#### Data section ####

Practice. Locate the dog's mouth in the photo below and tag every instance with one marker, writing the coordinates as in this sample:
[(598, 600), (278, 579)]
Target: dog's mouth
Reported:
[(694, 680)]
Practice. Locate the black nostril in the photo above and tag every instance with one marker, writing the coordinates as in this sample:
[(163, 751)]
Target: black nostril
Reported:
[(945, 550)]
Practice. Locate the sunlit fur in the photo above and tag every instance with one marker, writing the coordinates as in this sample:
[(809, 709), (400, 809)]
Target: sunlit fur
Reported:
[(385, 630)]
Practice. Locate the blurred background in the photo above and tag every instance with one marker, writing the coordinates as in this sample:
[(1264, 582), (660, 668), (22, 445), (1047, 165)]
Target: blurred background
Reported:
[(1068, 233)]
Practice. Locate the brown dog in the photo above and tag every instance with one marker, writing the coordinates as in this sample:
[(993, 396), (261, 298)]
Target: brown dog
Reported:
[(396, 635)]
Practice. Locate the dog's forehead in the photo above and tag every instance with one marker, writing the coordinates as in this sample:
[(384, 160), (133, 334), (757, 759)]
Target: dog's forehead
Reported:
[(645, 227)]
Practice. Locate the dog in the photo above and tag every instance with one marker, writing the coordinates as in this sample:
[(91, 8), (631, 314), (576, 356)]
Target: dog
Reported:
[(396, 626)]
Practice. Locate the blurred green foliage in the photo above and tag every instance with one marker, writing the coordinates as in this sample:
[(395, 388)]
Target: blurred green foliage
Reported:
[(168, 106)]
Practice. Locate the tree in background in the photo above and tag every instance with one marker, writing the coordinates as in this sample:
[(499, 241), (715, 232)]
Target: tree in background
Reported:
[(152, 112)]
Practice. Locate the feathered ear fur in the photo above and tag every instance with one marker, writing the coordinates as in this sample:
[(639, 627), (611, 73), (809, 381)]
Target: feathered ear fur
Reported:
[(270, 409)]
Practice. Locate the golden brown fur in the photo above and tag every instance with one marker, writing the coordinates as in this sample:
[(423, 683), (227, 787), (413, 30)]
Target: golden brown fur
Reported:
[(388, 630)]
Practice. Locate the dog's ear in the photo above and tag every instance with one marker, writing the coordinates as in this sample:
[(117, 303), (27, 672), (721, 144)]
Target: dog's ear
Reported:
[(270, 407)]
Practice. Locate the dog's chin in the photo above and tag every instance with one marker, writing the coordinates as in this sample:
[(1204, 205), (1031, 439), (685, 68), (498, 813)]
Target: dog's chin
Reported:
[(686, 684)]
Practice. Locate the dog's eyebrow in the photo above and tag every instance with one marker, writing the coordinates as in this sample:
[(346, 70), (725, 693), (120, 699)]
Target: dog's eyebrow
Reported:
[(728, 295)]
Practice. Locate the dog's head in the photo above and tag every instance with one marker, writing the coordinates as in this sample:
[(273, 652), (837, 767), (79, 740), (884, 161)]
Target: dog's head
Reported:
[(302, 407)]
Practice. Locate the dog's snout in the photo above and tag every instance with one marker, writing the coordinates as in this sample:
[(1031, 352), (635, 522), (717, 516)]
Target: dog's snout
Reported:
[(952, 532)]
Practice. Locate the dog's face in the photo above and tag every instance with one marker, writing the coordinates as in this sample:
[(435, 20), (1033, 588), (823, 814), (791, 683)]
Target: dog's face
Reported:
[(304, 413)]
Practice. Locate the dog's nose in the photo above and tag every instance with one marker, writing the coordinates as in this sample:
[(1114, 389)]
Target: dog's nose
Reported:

####

**Exercise requirements:**
Above are the records; print exactly the lines from the line with "[(598, 600), (278, 579)]" to the line with "Practice. Locate the blurred background", including both, and nothing else.

**Task output:**
[(598, 600), (278, 579)]
Target: dog's mouth
Reported:
[(694, 680)]
Practice. Locate the black nostril in the photo above and tag every instance with one marker, writing the coordinates as in this sample:
[(163, 751)]
Target: black nostril
Reported:
[(945, 550)]
Practice. Locate the sunlit fur in the photo above and tag every instance with one marker, writing the coordinates as in this sample:
[(809, 709), (400, 809)]
Target: sunlit fur
Reported:
[(385, 630)]
Practice. Locate the blurred background in the photo above and tag every instance with one marker, writing the coordinates as in this sample:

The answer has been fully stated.